Your instructions – In the listing below, start your output at the line with "Target: pandanus palm" and end it after the line with "shape [[347, 279]].", copying every line exactly.

***** Record extracts

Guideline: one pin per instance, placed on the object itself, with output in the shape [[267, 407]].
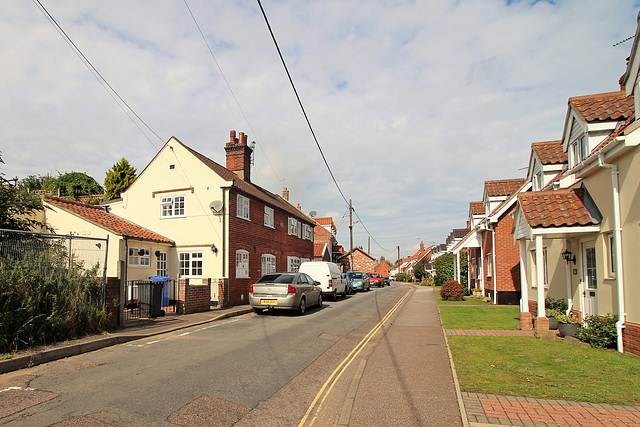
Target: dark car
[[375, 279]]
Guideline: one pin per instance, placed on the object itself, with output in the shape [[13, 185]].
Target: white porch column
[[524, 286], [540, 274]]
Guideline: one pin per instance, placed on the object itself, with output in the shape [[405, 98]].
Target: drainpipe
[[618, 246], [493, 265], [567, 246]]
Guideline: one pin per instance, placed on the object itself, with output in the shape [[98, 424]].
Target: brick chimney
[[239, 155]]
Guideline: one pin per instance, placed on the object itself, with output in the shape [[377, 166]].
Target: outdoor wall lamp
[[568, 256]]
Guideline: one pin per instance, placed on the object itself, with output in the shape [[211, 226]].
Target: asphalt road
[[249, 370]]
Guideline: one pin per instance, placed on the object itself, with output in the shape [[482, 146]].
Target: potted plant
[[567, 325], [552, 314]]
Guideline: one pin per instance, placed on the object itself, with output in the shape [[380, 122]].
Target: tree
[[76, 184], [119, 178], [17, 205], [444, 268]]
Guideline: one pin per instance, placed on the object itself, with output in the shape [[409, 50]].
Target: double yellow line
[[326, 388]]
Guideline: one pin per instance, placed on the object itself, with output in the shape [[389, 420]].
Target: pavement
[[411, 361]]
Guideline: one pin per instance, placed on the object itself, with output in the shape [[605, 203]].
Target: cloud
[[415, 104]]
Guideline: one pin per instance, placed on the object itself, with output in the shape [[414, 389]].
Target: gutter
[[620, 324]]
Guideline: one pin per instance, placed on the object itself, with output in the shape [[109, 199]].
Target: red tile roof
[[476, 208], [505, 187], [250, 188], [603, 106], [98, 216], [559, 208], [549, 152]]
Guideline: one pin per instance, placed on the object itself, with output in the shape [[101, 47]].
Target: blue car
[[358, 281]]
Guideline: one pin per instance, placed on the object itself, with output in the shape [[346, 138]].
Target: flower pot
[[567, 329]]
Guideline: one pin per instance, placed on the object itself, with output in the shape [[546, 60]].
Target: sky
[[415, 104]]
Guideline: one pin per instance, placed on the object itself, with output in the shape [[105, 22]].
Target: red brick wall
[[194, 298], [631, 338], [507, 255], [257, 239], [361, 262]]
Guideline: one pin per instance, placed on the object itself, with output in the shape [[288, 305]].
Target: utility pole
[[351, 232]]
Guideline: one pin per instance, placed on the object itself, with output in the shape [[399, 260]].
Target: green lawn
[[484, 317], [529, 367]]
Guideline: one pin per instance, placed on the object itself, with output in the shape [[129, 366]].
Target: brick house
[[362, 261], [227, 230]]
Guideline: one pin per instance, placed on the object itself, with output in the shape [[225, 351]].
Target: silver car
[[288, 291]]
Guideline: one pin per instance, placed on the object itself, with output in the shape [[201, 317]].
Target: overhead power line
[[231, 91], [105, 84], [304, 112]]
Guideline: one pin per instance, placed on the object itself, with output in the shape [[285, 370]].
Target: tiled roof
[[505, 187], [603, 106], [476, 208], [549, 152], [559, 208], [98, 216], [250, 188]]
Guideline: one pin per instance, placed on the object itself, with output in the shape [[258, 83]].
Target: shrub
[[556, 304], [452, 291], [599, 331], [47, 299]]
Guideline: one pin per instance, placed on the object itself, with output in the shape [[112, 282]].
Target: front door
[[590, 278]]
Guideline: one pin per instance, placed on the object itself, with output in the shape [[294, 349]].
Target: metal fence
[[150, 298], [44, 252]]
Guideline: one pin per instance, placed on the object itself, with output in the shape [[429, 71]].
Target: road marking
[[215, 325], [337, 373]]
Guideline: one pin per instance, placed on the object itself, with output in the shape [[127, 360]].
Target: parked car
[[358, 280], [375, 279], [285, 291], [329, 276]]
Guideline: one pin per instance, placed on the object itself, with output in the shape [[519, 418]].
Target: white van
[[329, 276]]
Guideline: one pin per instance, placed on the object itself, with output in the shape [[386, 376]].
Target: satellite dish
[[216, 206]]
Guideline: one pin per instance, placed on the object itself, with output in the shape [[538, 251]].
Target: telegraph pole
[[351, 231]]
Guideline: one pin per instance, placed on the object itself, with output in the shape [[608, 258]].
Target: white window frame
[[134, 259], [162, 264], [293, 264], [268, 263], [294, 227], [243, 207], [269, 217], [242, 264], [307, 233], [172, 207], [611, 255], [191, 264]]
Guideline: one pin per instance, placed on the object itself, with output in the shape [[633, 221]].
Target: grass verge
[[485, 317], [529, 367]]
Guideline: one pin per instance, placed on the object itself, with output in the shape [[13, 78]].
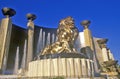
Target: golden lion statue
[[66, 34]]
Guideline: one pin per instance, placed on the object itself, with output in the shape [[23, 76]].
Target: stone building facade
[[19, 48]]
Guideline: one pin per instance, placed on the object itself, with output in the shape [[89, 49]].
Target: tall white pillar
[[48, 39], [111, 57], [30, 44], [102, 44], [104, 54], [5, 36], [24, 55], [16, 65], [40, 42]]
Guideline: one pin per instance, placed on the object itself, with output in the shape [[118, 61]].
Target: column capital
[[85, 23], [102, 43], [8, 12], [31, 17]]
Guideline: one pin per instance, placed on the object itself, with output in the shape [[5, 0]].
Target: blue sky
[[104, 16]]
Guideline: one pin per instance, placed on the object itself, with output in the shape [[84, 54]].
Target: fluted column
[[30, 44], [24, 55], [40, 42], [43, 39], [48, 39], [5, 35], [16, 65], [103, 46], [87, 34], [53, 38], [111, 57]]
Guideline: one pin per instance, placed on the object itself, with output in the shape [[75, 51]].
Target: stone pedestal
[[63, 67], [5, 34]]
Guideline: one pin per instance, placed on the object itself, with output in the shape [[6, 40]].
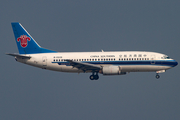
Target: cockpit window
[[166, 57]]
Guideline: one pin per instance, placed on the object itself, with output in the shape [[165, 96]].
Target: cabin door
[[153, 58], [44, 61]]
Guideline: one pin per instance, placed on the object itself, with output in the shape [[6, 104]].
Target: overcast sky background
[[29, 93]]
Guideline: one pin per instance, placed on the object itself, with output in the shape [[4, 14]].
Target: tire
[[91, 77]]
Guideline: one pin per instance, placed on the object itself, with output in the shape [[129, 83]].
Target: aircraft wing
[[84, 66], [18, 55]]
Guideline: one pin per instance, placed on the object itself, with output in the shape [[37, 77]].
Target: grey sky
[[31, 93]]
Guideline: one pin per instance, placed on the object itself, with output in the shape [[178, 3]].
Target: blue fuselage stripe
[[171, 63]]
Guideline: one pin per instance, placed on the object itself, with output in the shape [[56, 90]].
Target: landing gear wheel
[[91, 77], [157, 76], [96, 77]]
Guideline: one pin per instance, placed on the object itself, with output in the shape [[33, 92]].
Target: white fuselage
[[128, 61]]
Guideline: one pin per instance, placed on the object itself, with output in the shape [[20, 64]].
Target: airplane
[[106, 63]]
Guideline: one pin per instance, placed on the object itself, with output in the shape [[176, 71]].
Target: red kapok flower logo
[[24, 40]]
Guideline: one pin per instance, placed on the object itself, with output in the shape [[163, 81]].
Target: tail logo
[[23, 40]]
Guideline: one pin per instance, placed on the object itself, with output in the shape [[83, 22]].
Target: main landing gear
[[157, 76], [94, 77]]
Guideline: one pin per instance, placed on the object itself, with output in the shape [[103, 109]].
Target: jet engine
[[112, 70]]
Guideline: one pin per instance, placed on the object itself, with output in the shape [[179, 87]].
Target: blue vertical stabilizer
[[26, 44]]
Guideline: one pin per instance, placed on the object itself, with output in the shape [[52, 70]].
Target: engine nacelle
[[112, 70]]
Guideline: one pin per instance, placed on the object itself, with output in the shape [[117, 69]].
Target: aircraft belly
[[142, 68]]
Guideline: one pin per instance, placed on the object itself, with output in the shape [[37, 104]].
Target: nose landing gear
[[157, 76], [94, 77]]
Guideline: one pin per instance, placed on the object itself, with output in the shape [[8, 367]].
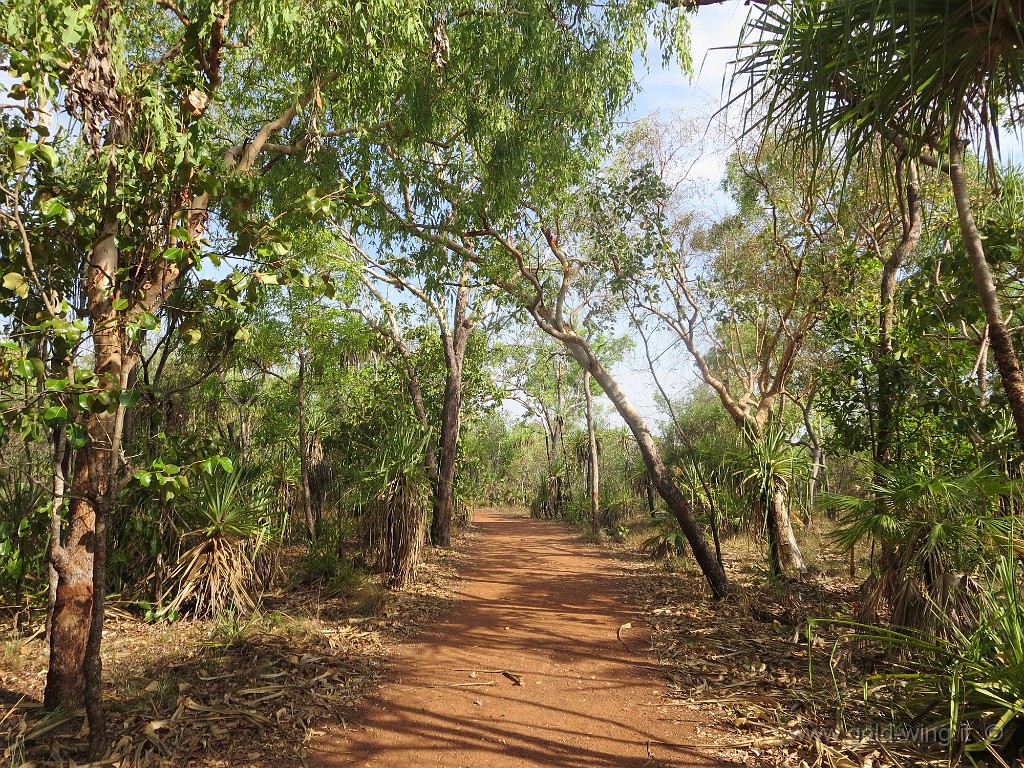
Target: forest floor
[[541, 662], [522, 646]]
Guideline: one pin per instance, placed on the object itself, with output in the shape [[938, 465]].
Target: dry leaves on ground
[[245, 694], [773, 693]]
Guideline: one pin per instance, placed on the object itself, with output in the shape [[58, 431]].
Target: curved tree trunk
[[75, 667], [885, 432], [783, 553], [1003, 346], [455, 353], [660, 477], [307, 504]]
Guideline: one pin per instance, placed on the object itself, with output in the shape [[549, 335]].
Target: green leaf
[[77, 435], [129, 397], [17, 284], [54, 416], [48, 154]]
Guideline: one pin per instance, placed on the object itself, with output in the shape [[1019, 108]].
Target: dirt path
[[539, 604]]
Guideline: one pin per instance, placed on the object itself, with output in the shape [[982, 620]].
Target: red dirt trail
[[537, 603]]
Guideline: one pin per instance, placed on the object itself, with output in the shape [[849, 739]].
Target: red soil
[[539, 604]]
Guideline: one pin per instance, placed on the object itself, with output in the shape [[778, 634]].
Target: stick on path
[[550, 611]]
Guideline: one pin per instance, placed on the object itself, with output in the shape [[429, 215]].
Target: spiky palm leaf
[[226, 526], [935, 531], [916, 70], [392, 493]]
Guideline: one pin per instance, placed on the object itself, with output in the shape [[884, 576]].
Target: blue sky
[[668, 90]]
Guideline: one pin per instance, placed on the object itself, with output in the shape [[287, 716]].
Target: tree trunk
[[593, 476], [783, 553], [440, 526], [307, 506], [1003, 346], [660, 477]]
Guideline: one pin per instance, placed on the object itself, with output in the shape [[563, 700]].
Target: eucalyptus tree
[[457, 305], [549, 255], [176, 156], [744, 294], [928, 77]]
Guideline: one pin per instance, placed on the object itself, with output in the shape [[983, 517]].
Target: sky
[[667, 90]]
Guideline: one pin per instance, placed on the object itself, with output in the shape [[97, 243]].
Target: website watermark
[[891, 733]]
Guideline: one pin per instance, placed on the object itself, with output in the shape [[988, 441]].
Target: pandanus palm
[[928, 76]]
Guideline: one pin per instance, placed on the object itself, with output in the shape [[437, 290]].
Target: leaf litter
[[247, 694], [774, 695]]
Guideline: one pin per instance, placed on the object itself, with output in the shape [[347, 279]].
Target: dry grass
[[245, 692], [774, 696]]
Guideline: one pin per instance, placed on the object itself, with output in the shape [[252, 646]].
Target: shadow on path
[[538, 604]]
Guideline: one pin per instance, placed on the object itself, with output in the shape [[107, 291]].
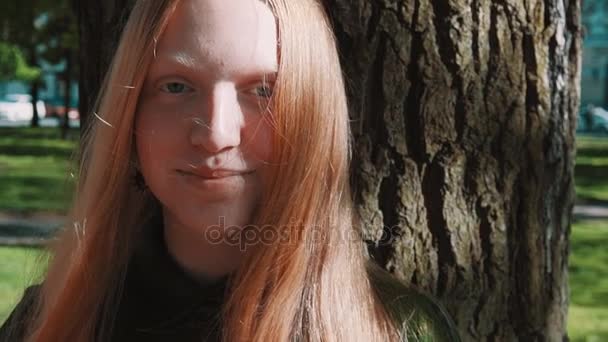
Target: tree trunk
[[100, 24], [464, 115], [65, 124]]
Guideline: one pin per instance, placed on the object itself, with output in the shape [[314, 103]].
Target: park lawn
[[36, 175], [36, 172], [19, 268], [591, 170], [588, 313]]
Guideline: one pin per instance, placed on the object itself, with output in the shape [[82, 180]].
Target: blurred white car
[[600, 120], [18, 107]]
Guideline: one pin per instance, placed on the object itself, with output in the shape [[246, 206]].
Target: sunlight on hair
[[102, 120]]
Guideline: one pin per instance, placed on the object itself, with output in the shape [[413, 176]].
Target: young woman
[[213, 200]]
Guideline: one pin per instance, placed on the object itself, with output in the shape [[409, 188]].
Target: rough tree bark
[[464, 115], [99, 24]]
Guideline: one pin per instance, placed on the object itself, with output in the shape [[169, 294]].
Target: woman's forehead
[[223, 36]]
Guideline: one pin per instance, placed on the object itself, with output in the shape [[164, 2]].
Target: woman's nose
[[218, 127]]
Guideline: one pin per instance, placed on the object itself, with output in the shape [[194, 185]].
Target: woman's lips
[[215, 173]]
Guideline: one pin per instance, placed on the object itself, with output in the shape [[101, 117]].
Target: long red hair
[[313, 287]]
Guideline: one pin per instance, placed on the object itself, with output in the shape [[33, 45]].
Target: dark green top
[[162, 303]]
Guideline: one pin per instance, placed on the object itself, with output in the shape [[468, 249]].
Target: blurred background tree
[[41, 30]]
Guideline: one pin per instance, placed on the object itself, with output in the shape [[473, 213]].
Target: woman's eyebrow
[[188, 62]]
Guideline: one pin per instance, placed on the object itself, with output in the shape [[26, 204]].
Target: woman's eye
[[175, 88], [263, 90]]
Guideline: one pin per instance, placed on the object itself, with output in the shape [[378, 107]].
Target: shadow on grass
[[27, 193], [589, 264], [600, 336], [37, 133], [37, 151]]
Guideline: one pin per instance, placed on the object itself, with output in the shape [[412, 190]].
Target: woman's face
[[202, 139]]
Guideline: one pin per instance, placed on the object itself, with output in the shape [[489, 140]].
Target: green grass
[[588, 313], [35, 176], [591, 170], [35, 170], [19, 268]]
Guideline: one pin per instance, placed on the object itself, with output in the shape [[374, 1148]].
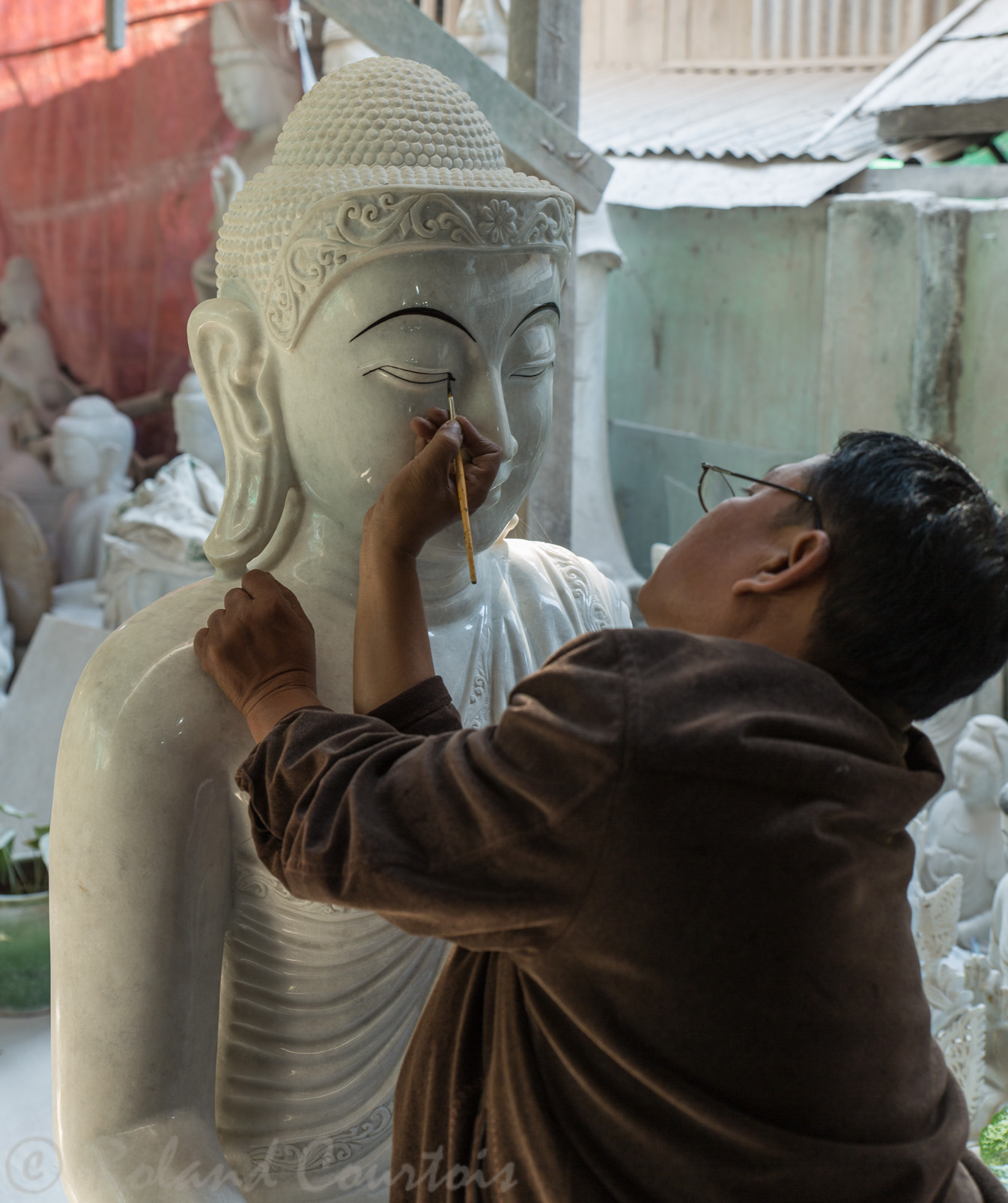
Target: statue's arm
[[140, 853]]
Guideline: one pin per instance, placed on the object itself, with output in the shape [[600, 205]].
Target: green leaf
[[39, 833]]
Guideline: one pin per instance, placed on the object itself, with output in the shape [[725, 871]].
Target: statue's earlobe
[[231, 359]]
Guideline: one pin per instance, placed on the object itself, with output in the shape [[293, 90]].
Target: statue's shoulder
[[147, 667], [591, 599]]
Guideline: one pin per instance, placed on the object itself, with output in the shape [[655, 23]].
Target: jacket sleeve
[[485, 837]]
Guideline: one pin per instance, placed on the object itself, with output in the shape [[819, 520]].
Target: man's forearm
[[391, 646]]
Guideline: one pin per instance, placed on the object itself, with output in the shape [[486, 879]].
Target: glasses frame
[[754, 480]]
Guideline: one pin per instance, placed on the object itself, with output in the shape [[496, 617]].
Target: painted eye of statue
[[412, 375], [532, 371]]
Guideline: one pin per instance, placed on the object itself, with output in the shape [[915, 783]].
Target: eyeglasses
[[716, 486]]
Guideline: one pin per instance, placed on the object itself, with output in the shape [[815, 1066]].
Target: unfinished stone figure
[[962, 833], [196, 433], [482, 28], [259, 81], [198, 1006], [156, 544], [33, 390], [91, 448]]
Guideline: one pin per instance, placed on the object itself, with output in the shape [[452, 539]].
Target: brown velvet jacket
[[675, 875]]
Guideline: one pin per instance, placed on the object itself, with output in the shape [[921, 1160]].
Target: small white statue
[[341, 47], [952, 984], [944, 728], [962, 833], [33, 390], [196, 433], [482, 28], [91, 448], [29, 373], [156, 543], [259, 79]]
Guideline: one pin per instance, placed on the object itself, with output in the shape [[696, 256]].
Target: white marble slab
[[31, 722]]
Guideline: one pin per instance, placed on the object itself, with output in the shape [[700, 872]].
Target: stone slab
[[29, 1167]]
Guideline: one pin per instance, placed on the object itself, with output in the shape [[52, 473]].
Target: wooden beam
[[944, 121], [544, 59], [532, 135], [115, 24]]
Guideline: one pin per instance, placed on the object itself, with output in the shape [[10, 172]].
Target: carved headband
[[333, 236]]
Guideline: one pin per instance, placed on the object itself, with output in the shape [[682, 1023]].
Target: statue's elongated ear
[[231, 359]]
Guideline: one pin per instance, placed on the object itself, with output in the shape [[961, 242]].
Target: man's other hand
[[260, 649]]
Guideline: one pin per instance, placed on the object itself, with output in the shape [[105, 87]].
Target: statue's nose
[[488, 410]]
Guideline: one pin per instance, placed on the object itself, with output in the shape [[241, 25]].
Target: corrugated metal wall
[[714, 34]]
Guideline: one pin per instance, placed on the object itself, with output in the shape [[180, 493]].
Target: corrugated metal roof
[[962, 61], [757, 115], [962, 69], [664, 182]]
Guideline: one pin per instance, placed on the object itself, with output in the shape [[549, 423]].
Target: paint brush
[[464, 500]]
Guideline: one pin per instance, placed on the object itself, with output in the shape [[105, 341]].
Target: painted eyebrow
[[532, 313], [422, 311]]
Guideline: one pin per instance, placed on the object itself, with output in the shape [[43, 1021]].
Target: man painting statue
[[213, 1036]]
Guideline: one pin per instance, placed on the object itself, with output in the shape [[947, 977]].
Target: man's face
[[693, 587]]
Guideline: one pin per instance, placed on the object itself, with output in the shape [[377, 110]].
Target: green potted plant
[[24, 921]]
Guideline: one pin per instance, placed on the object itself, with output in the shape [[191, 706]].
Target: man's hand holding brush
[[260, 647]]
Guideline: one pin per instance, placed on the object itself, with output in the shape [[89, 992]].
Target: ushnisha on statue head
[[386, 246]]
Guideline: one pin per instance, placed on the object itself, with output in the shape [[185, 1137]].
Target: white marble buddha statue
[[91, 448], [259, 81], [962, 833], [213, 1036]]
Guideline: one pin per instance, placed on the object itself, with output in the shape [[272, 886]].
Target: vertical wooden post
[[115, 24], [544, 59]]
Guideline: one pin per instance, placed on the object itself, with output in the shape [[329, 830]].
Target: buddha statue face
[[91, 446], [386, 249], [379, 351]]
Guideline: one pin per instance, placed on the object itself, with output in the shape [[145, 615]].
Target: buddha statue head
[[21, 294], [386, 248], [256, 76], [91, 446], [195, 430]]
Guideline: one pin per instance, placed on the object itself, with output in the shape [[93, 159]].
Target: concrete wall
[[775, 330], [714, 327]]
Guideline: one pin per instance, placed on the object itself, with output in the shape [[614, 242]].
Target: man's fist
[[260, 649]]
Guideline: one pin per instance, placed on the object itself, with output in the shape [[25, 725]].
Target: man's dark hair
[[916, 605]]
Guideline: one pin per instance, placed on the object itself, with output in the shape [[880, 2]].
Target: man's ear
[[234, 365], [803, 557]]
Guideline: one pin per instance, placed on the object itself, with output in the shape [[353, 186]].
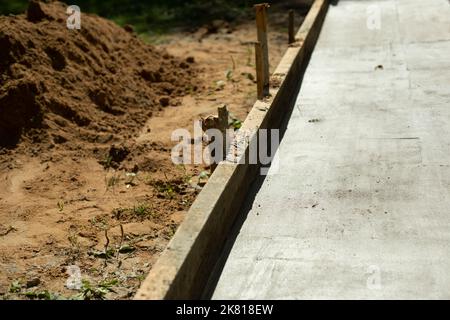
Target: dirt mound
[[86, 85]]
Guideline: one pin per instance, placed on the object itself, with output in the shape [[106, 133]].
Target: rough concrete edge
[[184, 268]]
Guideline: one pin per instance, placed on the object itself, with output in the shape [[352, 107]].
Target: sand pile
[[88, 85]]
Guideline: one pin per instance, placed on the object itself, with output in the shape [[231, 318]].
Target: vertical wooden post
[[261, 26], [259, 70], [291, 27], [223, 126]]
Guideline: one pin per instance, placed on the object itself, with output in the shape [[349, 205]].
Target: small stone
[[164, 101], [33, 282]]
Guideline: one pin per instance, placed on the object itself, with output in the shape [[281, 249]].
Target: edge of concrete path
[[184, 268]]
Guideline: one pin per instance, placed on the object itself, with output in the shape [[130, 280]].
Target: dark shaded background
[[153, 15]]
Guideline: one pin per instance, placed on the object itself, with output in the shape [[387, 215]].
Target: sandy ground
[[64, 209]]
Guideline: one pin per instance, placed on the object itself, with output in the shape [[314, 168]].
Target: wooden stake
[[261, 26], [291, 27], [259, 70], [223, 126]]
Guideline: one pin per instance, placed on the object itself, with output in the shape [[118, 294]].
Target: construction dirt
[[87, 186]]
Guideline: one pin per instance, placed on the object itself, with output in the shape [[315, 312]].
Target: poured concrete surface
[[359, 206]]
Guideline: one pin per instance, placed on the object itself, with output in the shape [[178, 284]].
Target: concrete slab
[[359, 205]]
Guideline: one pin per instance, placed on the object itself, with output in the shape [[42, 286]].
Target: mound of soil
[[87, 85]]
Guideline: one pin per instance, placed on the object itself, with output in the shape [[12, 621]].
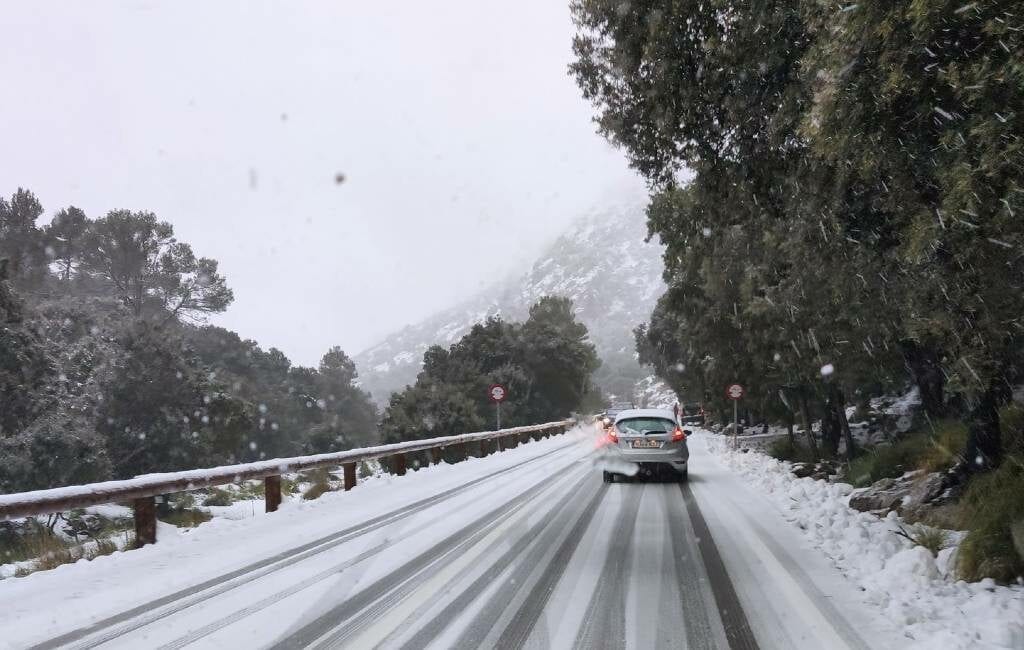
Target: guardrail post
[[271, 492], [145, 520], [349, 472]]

**********

Response below –
Target: pandanus palm
[[928, 76]]
Guideline: one pin per instance, placed on the object itself, with output in the shape [[437, 290]].
Target: leaf litter
[[247, 694], [774, 695]]
Guideline: one pin per instance, placed on the object itself, with output in the shape [[347, 279]].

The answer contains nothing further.